American oceanographer and paleoclimatologist

Peter B. de Menocal is an oceanographer and paleoclimatologist. He is the president and director of the Woods Hole Oceanographic Institution, a research facility in Massachusetts.

== Education ==
De Menocal earned a B.S. in geology from St. Lawrence University in 1982, an M.S. in oceanography from the University of Rhode Island in 1986, and his Ph.D. in geology from Columbia University in 1991.

He was awarded an honorary Doctor of Science degree from St. Lawrence University in 2009.

== Career ==
De Menocal spent much of his early career at Lamont–Doherty Earth Observatory of Columbia University, where he was Thomas Alva Edison/Con Edison Professor and founding director of the Center for Climate and Life.

De Menocal began working at Columbia University in 1986 as a graduate research assistant at Lamont–Doherty Earth Observatory. He was appointed dean of science in the Faculty of Arts and Sciences at Columbia in 2016.

He has authored more than 230 peer-reviewed publications. De Menocal frequently appears in the media and talks about climate change with the public.

=== Research ===
De Menocal uses geochemical analyses of marine sediments to investigate past changes in ocean circulation and terrestrial climates. His goal is to understand how and why past climates have changed, with a specific interest in placing contemporary climate change trends within the context of climate changes during the prehistoric past.

He has participated in 12 oceanographic research cruises and, in 2001, was on one of the last research cruises off the coast of northeast Africa before the region was declared off limits to scientists due to the threat posed by pirates.

== Awards ==
In 2008, de Menocal received the Distinguished Columbia Faculty Award, "given annually to faculty of unusual merit."

De Menocal was named a fellow of the American Geophysical Union in 2013. In 2014, he was named the American Geophysical Union Emiliani lecturer.

Saved entries
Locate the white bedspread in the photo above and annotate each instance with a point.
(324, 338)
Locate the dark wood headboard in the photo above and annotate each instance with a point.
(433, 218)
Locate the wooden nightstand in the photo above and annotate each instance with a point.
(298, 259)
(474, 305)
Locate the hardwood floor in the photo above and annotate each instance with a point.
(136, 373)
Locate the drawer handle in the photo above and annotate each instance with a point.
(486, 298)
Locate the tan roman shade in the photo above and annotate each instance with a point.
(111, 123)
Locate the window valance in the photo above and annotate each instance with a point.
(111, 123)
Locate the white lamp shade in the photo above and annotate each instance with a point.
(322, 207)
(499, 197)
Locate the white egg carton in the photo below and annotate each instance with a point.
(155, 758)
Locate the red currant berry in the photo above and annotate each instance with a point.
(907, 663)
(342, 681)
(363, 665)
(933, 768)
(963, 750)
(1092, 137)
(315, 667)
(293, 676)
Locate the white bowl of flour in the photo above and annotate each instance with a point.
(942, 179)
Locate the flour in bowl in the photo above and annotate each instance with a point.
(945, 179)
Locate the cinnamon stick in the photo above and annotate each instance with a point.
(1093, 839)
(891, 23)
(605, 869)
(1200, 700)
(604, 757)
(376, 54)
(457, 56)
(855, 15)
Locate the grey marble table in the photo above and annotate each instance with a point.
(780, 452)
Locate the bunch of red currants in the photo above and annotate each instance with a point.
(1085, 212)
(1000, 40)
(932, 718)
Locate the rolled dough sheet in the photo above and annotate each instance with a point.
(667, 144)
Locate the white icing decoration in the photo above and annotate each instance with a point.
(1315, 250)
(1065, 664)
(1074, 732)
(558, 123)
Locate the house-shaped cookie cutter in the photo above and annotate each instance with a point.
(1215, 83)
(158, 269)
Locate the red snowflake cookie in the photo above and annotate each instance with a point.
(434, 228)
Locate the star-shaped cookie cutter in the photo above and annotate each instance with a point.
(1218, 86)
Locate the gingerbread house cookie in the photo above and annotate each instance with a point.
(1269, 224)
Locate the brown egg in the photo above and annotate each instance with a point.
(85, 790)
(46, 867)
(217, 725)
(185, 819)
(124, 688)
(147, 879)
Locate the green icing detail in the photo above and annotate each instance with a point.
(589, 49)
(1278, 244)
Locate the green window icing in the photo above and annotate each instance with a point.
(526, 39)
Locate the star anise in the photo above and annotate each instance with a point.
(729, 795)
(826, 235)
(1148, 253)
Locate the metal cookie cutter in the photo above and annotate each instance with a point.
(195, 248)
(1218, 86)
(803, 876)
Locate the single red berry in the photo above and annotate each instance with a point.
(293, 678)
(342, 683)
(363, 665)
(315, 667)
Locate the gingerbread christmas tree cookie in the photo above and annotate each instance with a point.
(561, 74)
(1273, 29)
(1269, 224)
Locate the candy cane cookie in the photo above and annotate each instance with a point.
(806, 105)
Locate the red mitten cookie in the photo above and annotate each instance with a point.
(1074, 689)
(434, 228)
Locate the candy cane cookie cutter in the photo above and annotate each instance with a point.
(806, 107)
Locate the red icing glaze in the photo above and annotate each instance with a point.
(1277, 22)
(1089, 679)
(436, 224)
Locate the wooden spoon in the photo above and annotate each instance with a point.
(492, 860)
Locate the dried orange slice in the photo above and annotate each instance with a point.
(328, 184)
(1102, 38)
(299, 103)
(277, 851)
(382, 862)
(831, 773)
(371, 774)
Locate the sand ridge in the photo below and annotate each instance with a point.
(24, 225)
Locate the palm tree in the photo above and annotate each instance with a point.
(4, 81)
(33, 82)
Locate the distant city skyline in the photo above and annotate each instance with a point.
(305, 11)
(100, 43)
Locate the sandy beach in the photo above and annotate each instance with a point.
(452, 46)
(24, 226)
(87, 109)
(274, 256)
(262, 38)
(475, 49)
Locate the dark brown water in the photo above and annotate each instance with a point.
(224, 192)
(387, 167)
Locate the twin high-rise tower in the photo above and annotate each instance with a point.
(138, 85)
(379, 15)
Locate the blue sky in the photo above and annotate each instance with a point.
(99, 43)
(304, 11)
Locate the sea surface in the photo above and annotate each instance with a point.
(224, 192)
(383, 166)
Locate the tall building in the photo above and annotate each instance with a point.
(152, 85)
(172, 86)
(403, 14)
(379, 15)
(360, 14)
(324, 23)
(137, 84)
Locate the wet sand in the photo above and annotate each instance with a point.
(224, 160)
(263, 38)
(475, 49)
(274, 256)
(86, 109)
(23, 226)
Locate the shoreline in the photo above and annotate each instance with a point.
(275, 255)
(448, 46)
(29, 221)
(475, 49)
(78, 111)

● **LIST OF TASKS**
- a) Decide whether each statement below agrees with the de Menocal biography. Answer yes or no for each, and quote the words of the text that decide it.
(i) De Menocal received his Ph.D. from Columbia University in 1991.
(ii) De Menocal was given an honorary Doctor of Science degree by the University of Rhode Island.
(iii) Columbia appointed de Menocal dean of science in 2016.
- b) According to the de Menocal biography, why was his 2001 cruise one of the last research cruises off the coast of northeast Africa?
- c) From the de Menocal biography, write out the part that starts with the words containing "He has authored" and ends with "the prehistoric past.".

● **RESPONSES PER TASK**
- a)
(i) Yes: "his Ph.D. in geology from Columbia University in 1991"
(ii) No: "He was awarded an honorary Doctor of Science degree from St. Lawrence University in 2009."
(iii) Yes: "He was appointed dean of science in the Faculty of Arts and Sciences at Columbia in 2016."

- b) After that cruise, scientists were barred from the region because pirates posed a threat there.

- c)
He has authored more than 230 peer-reviewed publications. De Menocal frequently appears in the media and talks about climate change with the public.

=== Research ===
De Menocal uses geochemical analyses of marine sediments to investigate past changes in ocean circulation and terrestrial climates. His goal is to understand how and why past climates have changed, with a specific interest in placing contemporary climate change trends within the context of climate changes during the prehistoric past.